WHAT NEEDS TO BE DONE: In this exercise, return the whole listing exactly, excluding any images.

Dataset rows:
══════════
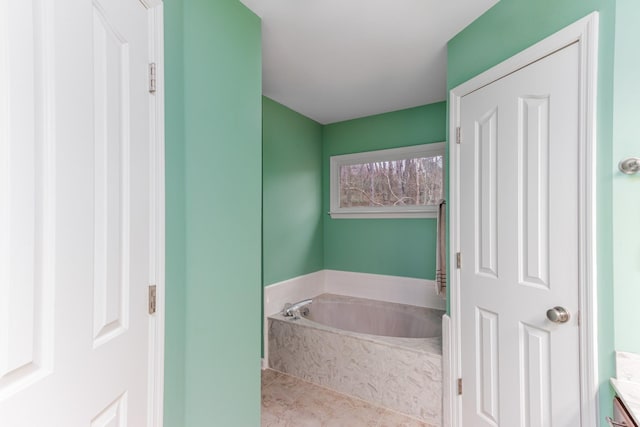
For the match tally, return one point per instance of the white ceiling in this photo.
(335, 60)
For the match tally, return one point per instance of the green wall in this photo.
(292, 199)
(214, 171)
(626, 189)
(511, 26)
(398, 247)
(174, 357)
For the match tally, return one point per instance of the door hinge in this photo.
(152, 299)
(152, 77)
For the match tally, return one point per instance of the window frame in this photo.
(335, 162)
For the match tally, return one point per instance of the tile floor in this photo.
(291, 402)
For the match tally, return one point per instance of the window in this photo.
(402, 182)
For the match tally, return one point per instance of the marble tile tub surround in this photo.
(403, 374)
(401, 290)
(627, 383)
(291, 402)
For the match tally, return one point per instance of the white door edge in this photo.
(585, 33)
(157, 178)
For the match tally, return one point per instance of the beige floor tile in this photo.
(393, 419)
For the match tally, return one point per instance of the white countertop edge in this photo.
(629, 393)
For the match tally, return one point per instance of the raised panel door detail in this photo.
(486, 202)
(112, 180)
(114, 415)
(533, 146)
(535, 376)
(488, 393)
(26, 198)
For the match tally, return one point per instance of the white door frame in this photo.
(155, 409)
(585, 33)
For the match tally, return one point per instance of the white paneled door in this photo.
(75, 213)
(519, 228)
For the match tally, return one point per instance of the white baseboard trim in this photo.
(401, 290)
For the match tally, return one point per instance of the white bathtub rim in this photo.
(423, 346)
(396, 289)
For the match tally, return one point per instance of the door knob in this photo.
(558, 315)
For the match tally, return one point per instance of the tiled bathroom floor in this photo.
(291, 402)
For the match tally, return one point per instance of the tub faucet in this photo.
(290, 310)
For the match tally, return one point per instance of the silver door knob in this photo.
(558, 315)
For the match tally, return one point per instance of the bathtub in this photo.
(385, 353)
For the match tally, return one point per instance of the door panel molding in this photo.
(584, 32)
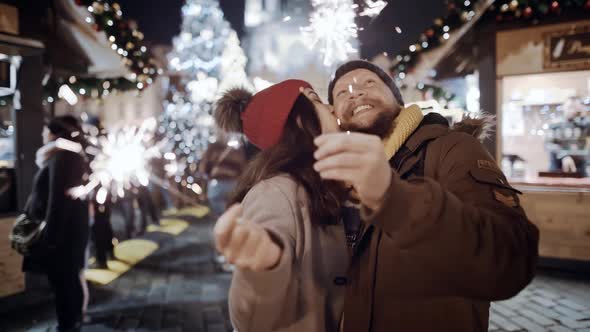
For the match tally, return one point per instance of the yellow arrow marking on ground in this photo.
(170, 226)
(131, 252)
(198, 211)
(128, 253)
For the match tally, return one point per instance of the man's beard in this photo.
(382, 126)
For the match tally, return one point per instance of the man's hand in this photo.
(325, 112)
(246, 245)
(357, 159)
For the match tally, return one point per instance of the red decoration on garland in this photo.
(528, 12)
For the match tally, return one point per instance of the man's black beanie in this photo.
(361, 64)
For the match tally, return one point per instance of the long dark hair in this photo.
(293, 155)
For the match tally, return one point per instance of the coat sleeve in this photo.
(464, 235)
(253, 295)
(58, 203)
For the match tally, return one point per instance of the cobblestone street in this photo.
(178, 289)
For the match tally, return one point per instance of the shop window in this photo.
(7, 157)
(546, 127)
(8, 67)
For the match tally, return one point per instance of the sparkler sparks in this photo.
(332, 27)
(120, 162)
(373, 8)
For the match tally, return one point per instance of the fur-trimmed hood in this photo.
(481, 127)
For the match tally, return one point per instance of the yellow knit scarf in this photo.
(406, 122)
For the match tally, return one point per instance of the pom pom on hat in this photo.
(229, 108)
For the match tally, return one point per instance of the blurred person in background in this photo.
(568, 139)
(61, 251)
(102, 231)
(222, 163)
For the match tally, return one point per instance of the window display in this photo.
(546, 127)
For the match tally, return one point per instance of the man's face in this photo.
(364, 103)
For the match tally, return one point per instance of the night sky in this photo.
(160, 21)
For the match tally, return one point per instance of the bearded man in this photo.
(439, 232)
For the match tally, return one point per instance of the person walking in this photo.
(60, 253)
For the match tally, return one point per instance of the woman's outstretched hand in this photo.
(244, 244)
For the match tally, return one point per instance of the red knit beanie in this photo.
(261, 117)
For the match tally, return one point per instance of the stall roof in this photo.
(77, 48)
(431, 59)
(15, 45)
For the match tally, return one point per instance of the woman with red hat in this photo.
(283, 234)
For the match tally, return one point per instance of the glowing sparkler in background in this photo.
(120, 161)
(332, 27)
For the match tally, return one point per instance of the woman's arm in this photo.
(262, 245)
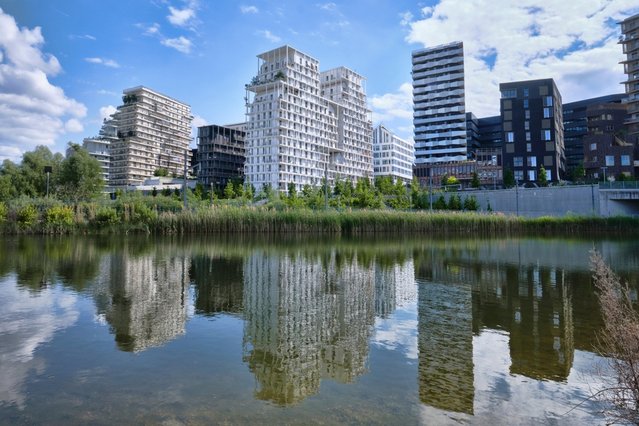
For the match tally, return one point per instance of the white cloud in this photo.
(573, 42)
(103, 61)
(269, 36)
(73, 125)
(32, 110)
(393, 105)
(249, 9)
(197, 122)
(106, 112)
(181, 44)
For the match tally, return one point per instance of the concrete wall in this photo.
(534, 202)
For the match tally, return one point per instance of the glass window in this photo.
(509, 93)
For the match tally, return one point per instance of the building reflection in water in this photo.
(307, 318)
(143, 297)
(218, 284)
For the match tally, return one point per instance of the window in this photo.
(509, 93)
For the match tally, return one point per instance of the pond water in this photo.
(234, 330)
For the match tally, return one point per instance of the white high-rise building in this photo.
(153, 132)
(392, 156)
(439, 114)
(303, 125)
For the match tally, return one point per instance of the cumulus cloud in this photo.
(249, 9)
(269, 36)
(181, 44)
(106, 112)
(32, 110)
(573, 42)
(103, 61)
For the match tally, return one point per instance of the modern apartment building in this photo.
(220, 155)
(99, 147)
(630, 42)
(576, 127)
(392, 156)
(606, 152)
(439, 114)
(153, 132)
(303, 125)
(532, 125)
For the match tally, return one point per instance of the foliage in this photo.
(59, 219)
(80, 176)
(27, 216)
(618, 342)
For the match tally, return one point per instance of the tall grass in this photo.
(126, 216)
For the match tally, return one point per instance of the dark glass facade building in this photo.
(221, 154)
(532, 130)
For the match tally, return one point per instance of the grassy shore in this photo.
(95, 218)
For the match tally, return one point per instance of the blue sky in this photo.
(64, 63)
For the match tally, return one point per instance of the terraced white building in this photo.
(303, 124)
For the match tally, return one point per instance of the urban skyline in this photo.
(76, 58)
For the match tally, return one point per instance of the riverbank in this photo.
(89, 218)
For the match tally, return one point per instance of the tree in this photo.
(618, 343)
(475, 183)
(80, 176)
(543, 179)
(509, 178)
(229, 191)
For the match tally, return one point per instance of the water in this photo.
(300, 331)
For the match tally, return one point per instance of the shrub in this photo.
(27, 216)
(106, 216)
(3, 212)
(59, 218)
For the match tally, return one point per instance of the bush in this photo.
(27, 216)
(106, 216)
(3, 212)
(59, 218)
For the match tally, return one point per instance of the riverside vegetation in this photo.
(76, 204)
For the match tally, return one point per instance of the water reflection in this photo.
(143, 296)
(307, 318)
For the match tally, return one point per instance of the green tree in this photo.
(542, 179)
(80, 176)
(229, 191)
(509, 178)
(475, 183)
══════════
SOLUTION:
For the match tally, return one point per instance of the white ceiling in this photo.
(335, 60)
For the match tally, return one point per instance of the green wall in this photo.
(292, 199)
(214, 171)
(626, 189)
(511, 26)
(398, 247)
(174, 357)
For the match tally, return one point per instance of the door hinge in this photo.
(152, 299)
(152, 77)
For the match tally, return one point per instance of the window frame in this photo.
(335, 162)
For the match tally, return one point per instance of the tile floor in this photo.
(291, 402)
For the match tally, return one point per instance of the window in this photo.
(402, 182)
For the match tally, return one point per instance of the marble tile tub surround in this photo.
(403, 374)
(401, 290)
(627, 383)
(291, 402)
For the match tally, return one point per instance of the white door edge in this photo.
(585, 33)
(157, 178)
For the match tally, return one point per instance of the beige floor tile in this photo.
(393, 419)
For the match tally, return one point per instance of the white countertop edge in this photo.
(629, 393)
For the match tally, return one point per instance of the raised panel door detail in this photo.
(486, 202)
(112, 180)
(114, 415)
(533, 146)
(535, 376)
(488, 393)
(26, 198)
For the match tally, return one point per instance of the white door frame in this photo.
(155, 409)
(585, 33)
For the match tally, return one point per instance of the white paneled door in this photo.
(75, 213)
(519, 228)
For the match tally, return one point per instance of the white baseboard trim in this photo.
(401, 290)
For the match tally, return one point per instance of the white bathtub rim in this photo.
(423, 346)
(396, 289)
For the match tally, return one point per instance of the door knob in this photo.
(558, 315)
For the match tally, return one point per instance of the tiled bathroom floor in this photo.
(291, 402)
For the match tally, return one point per instance of the tub faucet in this photo.
(290, 310)
For the match tally, return one point per instance of the silver door knob in this photo.
(558, 315)
For the match tally, return one point per instance of the bathtub in this photo.
(385, 353)
For the match tally, return one point per instance of the door panel molding in this photo.
(584, 32)
For the match tally, return one point per instance of the yellow arrow marking on ground in this photo.
(170, 226)
(131, 252)
(198, 211)
(128, 253)
For the match tally, return one point per instance of the man's beard in this photo.
(382, 126)
For the match tally, return one point per instance of the man's hand in this photo.
(325, 112)
(246, 245)
(357, 159)
For the match tally, return one point per instance of the red decoration on garland in this photo.
(528, 12)
For the match tally, return one point per instance of the man's black beanie in this photo.
(361, 64)
For the match tally, return one point per instance of the long dark hair in this photo.
(293, 155)
For the match tally, return one point per instance of the coat sleeve in this photo.
(464, 235)
(253, 295)
(58, 203)
For the match tally, return one point per instance of the cobblestone street in this photo.
(178, 289)
For the match tally, return one point per instance of the shop window in this photo.
(7, 157)
(546, 127)
(8, 67)
For the match tally, return one point per instance of the sparkler sparks in this photo.
(332, 27)
(120, 162)
(373, 8)
For the match tally, return one point per instance of the fur-trimmed hood in this photo.
(481, 127)
For the match tally, return one point per instance of the yellow knit scarf in this photo.
(406, 122)
For the match tally, return one point per instance of the pom pom on hat in this photo.
(229, 108)
For the match tally, return one point per instance of the blurred person in background in this photo.
(568, 139)
(61, 251)
(102, 231)
(222, 163)
For the match tally, return one point per instance of the window display in this photo.
(546, 127)
For the match tally, return one point per instance of the man's face in this photo.
(364, 103)
For the match tally, return one point per instance of the night sky in this photo.
(160, 21)
For the match tally, return one point per instance of the bearded man in this photo.
(439, 232)
For the match tally, return one point per instance of the person walking in this photo.
(60, 253)
For the match tally, return one point per instance of the woman's outstretched hand in this photo.
(244, 244)
For the match tally, return one point per instance of the red knit beanie in this photo.
(261, 117)
For the match tally, return one point per instance of the stall roof in this photo.
(77, 48)
(431, 59)
(15, 45)
For the match tally, return one point per instance of the woman with red hat in this photo.
(283, 234)
For the match tally, return one point per instance of the glowing sparkler in background in this photo.
(120, 161)
(332, 27)
For the match tally, return one point per instance of the woman's arm in this photo.
(262, 245)
For the match tally, return one point per instance of the white cloud in this photo.
(573, 42)
(103, 61)
(269, 36)
(73, 125)
(32, 110)
(393, 105)
(249, 9)
(197, 122)
(106, 112)
(181, 44)
For the match tally, return one point per instance of the concrete wall in this photo.
(534, 202)
For the match tally, return one point per instance of the glass window in this photo.
(509, 93)
For the match tally, return one point per instance of the building reflection in water in this photo.
(307, 318)
(143, 297)
(218, 284)
For the match tally, return one point per instance of the window in this photo.
(509, 93)
For the match tally, return one point per instance of the pond water in this photo.
(234, 330)
For the match tally, return one point per instance of the white high-rise building in this photo.
(153, 132)
(392, 156)
(439, 114)
(303, 125)
For the match tally, return one point per instance of the cumulus cloud in this photo.
(249, 9)
(269, 36)
(181, 44)
(106, 112)
(32, 110)
(573, 42)
(103, 61)
For the match tally, return one point per instance of the modern apartment building in this photo.
(220, 155)
(99, 147)
(630, 42)
(576, 127)
(392, 156)
(606, 152)
(439, 114)
(153, 132)
(303, 125)
(532, 125)
For the match tally, return one point per instance of the foliage in this photo.
(59, 219)
(80, 176)
(27, 216)
(618, 342)
For the match tally, return one point per instance of the tall grass in this photo.
(126, 216)
For the match tally, return one point per instance of the dark glass facade building in this photo.
(221, 154)
(532, 130)
For the match tally, return one point per instance of the grassy shore in this photo.
(95, 218)
For the match tally, return one point per instance of the blue sky in this photo.
(64, 63)
For the match tally, return one point per instance of the terraced white building in this photo.
(303, 124)
For the match tally, return one point per instance of the urban skyline in this photo.
(76, 58)
For the match tally, return one point per instance of the riverbank in this photo.
(89, 218)
For the match tally, return one point per instance of the tree in this photo.
(618, 343)
(475, 183)
(80, 176)
(543, 179)
(509, 178)
(229, 191)
For the match tally, return one point per instance of the water in this photo.
(300, 331)
For the match tally, return one point per instance of the shrub in this photo.
(27, 216)
(106, 216)
(3, 212)
(59, 218)
For the match tally, return one point per instance of the bush in this photo.
(27, 216)
(106, 216)
(3, 212)
(59, 218)
For the match tally, return one point per instance of the riverside vegetation in this photo.
(76, 204)
For the match tally, return one point per instance of the water reflection in this photo.
(143, 296)
(307, 318)
For the match tally, return one point per instance of the green tree in this photo.
(542, 179)
(80, 176)
(229, 191)
(509, 178)
(475, 183)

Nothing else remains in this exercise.